> [Records provided]:
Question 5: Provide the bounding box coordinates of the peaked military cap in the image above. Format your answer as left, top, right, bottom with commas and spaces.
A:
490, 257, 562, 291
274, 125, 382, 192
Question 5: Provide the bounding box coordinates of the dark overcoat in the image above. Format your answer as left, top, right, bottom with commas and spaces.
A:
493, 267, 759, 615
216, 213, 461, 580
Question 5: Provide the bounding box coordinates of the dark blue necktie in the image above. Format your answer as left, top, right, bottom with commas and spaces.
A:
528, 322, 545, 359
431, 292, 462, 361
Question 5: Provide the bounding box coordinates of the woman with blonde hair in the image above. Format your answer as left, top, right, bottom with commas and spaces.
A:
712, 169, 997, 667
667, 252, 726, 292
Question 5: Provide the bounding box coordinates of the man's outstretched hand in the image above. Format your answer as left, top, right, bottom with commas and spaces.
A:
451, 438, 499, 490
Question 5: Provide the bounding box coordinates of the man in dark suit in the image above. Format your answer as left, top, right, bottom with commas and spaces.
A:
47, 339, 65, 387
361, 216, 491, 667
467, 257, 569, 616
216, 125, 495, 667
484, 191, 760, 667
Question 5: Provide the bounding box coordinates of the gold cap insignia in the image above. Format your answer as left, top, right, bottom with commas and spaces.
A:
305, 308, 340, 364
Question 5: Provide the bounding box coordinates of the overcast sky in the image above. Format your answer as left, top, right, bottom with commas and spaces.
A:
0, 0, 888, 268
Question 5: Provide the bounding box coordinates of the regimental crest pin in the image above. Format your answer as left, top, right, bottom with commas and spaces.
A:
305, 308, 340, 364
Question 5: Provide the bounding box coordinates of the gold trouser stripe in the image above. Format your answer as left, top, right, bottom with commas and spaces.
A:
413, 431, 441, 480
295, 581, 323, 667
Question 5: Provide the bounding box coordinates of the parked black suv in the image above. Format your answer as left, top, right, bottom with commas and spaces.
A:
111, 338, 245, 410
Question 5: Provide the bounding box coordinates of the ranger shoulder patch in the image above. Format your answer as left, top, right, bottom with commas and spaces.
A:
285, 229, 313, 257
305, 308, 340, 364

> [Task goal]: Repeat all of the items above word for word, without changing anything.

> [Solution for this exercise]:
Question 5: Provide the bounding box coordinates of the peaked military cap in the image above. Format your answer as left, top, right, bottom with commas and spaces.
A:
490, 257, 562, 291
274, 125, 382, 192
Question 5: Provide the bounding box coordinates of the dark overcoat in the image above. Format your answer as left, top, right, bottom with commas and spaces.
A:
493, 267, 759, 615
216, 213, 461, 580
Question 5: Provide the bounding box coordinates of the dark blue necktie in the image above. Format your answer as left, top, right, bottom with commas and spaces.
A:
528, 322, 545, 359
431, 292, 462, 361
Question 5: Provide the bounding box coordinates of the woman with blonde hair in the image above. Format your answer as left, top, right, bottom with commas and spaces.
A:
712, 169, 997, 667
667, 252, 726, 292
Question 5: Provide the bounding box coordinates of the man's outstretched hand in the image above. Format your answer as left, top, right, bottom with commas and spaces.
A:
451, 438, 499, 490
Question 5: Provide the bounding box coordinates of the man in dark suit in the image above. Format your answer as left, top, right, bottom with commas and spaces.
A:
47, 339, 65, 387
361, 216, 491, 667
467, 257, 569, 616
216, 125, 495, 667
484, 191, 760, 667
Question 5: Provide the bounding box coordinates of the gold cap insignia in the image above. Format your answer as left, top, right, bottom with commas and spaces.
A:
305, 308, 340, 364
Question 5: Provide the bounding box coordinates of the overcast sky in the image above. Format your answer as left, top, right, bottom with commas and spaces.
A:
0, 0, 888, 268
Question 5: Provide the bounding box coordinates of the regimental crest pin in the image above. Format your answer as left, top, right, bottom with commas and spaces.
A:
305, 308, 340, 364
Question 5: Provide the bounding box coordinates of the gold trouser stripe in the image above. Format your answer as left, top, right, bottom with commas and spaces.
A:
413, 431, 441, 480
295, 581, 323, 667
Question 5: Provide the bounding box coordinates of the parked black suv in the image above. Format your answer as left, top, right, bottom with commas and spaces.
A:
111, 338, 245, 410
Question 5: Provide the bounding box coordinates of the ranger shoulder patch in the image above. Format your answer as left, top, right, bottom with commas and spaces.
A:
285, 229, 313, 257
305, 308, 340, 364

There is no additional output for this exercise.